Please copy the material below line for line, leaving the pictures out of your answer.

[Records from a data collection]
-- BEGIN --

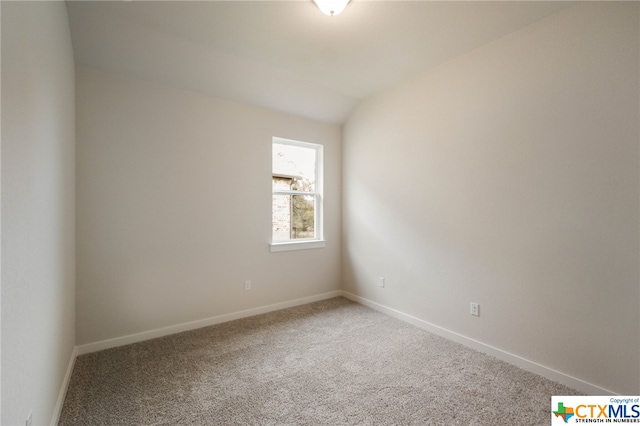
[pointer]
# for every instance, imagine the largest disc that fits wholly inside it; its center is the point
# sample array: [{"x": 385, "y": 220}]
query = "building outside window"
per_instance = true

-- END --

Exercise output »
[pointer]
# for every instance, imagine the largest disc that fits wholly inside it; its center is the point
# sample array: [{"x": 385, "y": 220}]
query = "building outside window"
per_instance = true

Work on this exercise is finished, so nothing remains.